### What you have to do
Copy out the complete listing, word for word.

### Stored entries

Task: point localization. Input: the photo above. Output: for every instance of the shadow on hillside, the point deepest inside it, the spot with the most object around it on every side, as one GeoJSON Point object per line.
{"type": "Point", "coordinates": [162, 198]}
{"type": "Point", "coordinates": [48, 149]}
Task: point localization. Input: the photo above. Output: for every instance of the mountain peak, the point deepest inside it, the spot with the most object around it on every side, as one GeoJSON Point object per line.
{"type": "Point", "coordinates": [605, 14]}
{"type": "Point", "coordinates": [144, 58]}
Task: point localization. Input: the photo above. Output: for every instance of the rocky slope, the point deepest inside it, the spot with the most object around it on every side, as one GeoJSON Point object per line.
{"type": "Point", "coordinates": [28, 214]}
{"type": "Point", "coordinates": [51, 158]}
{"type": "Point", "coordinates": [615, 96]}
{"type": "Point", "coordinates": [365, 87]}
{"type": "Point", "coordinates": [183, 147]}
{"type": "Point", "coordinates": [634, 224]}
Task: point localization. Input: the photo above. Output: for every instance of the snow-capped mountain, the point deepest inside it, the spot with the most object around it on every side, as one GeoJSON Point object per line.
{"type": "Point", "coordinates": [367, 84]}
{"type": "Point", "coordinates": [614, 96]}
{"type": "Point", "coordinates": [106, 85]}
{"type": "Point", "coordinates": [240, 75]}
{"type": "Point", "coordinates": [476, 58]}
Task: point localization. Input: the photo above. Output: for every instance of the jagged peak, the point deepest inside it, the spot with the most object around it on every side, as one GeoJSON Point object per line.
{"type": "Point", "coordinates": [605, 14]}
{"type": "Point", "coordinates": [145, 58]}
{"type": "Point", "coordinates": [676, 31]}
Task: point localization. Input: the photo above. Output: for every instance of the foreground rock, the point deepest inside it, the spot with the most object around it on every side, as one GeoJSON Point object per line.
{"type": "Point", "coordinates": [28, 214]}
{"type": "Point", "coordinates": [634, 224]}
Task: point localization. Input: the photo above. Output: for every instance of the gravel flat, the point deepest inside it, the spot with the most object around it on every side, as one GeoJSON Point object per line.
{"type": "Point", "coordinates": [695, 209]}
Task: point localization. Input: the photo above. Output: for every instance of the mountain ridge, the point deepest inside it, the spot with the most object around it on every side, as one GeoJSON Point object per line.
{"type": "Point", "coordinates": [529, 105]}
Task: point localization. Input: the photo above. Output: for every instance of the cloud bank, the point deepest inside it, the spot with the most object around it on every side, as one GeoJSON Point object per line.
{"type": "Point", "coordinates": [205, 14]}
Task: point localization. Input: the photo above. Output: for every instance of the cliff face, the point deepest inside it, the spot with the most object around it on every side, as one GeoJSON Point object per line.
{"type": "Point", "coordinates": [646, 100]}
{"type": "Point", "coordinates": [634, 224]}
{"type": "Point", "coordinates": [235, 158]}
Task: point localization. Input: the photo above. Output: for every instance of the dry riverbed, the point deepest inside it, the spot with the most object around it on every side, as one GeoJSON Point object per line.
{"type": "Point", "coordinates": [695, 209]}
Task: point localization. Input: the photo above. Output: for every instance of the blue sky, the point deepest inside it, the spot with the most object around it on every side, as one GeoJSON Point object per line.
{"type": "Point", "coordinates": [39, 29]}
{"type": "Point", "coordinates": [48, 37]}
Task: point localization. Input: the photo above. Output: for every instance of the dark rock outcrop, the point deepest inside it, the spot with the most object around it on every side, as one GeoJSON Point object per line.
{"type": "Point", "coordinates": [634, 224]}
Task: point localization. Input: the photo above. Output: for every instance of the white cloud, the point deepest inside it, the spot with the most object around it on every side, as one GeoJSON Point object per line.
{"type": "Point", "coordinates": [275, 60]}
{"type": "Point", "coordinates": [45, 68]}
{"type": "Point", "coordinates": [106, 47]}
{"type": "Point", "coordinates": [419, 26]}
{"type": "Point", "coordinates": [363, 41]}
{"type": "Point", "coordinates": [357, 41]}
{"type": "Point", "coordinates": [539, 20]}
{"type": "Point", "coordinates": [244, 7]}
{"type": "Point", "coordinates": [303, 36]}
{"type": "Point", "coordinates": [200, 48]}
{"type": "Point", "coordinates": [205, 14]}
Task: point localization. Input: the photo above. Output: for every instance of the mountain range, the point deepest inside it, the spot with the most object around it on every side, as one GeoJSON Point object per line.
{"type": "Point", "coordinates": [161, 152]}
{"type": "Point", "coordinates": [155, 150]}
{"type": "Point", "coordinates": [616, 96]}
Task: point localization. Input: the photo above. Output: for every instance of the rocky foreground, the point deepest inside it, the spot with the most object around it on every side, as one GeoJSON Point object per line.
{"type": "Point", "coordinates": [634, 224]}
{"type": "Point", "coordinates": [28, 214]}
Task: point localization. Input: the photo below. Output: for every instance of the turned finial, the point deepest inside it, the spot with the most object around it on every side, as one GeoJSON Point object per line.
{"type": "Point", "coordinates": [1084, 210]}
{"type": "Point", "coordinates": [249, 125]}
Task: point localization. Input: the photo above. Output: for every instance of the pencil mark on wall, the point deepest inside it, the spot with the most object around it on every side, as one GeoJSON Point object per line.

### Expected output
Task: point localization. Input: the photo above. Output: for every instance of the shadow on hillside, the point deepest inside it, the spot with the most object around it on every side, as one GeoJSON Point object per line.
{"type": "Point", "coordinates": [162, 198]}
{"type": "Point", "coordinates": [48, 149]}
Task: point localization. Input: the photo above. Output: for every instance of the mountain peak, the point deepest inside it, the spot with the most object around it on every side, as one GeoJSON Point object per line.
{"type": "Point", "coordinates": [605, 14]}
{"type": "Point", "coordinates": [144, 58]}
Task: point localization. Input: the photo above. Output: for every instance of the rocky slope, the point deepest inside it, the spot with the most object around it on every side, as one GeoJSON Point object per line.
{"type": "Point", "coordinates": [28, 214]}
{"type": "Point", "coordinates": [51, 158]}
{"type": "Point", "coordinates": [615, 96]}
{"type": "Point", "coordinates": [365, 87]}
{"type": "Point", "coordinates": [183, 147]}
{"type": "Point", "coordinates": [634, 224]}
Task: point localization. Input: the photo above. Output: for every instance of the snow-capped mountain, the point deepest inside it, the spot with the most object around it on every side, as one GeoJSON Point object per line.
{"type": "Point", "coordinates": [367, 84]}
{"type": "Point", "coordinates": [614, 96]}
{"type": "Point", "coordinates": [106, 85]}
{"type": "Point", "coordinates": [240, 75]}
{"type": "Point", "coordinates": [476, 58]}
Task: point localization. Input: the photo above. Output: for every instance of the jagged peak, the point deepest inside it, the spot with the most object around it on every side, as one GeoJSON Point object per line.
{"type": "Point", "coordinates": [605, 14]}
{"type": "Point", "coordinates": [145, 58]}
{"type": "Point", "coordinates": [676, 31]}
Task: point localization. Input: the photo above. Output: for every instance of the foreground rock, the point deepest inside it, the spot with the most object around it on every side, as one GeoJSON Point object per line.
{"type": "Point", "coordinates": [28, 214]}
{"type": "Point", "coordinates": [634, 224]}
Task: point localization. Input: the photo above. Output: for every instance of the gravel flat, the point deepest inside it, the spot with the most object around it on every side, as one GeoJSON Point object per line.
{"type": "Point", "coordinates": [695, 209]}
Task: point localization. Input: the photo above. Output: for every instance of the mountain ridge, the point deepest inside it, the spot with the most object around it on every side, as one GeoJSON Point object per line.
{"type": "Point", "coordinates": [529, 105]}
Task: point localization. Input: the photo above. Output: for every instance of the cloud bank, the point deepest inside it, the spot with the most object around it on every side, as one GeoJSON Point object per line.
{"type": "Point", "coordinates": [205, 14]}
Task: point localization. Input: the photo above. Output: for every instance of the cliff face, the point deepest inside it, the spot with the most object around it on every side, as one GeoJSON Point object per line.
{"type": "Point", "coordinates": [646, 100]}
{"type": "Point", "coordinates": [634, 224]}
{"type": "Point", "coordinates": [235, 158]}
Task: point localization. Input: the photo above. Output: for every instance of the dry riverbed, the point deepest inside it, the spot with the most object around it on every side, as one GeoJSON Point object per line.
{"type": "Point", "coordinates": [695, 209]}
Task: point localization. Input: the photo above. Output: for every instance of the blue sky, the point deepest inside it, the spot with the most object around it on every side, as one GeoJSON Point object per line.
{"type": "Point", "coordinates": [39, 29]}
{"type": "Point", "coordinates": [48, 37]}
Task: point localization. Input: the photo above. Output: for every instance of the dark rock outcrop, the point deepest inside it, the spot with the most object around it on every side, as one GeoJSON Point object per line.
{"type": "Point", "coordinates": [634, 224]}
Task: point localization. Input: the photo above. Output: for every instance of the white cloud, the point deepest inside it, the spot with the most object around it on every side, as one GeoJSON Point object per line.
{"type": "Point", "coordinates": [275, 60]}
{"type": "Point", "coordinates": [45, 68]}
{"type": "Point", "coordinates": [106, 47]}
{"type": "Point", "coordinates": [419, 26]}
{"type": "Point", "coordinates": [363, 41]}
{"type": "Point", "coordinates": [357, 41]}
{"type": "Point", "coordinates": [539, 20]}
{"type": "Point", "coordinates": [244, 7]}
{"type": "Point", "coordinates": [303, 36]}
{"type": "Point", "coordinates": [200, 48]}
{"type": "Point", "coordinates": [205, 14]}
Task: point localization. Input: the photo above. Output: for every instance of the mountain range, the point deepest inside it, the spot with the most object around it on every side, as one GeoJSON Point object per line.
{"type": "Point", "coordinates": [161, 152]}
{"type": "Point", "coordinates": [155, 150]}
{"type": "Point", "coordinates": [616, 96]}
Task: point localization. Input: the photo above. Output: for every instance of the rocky foreground, the point deepest inside it, the spot with the most object around it on every side, as one GeoJSON Point object per line.
{"type": "Point", "coordinates": [634, 224]}
{"type": "Point", "coordinates": [28, 214]}
Task: point localization. Input: the photo below. Output: for every instance of the turned finial, the point deepest inside it, the spot with the most object around it on every side, as one GeoJSON Point object per line.
{"type": "Point", "coordinates": [1084, 210]}
{"type": "Point", "coordinates": [249, 125]}
Task: point localization. Input: the photo above. Output: for every instance of the pencil mark on wall, the point deepest inside it, the spot with the most object around it on every side, as one GeoJSON Point object per line.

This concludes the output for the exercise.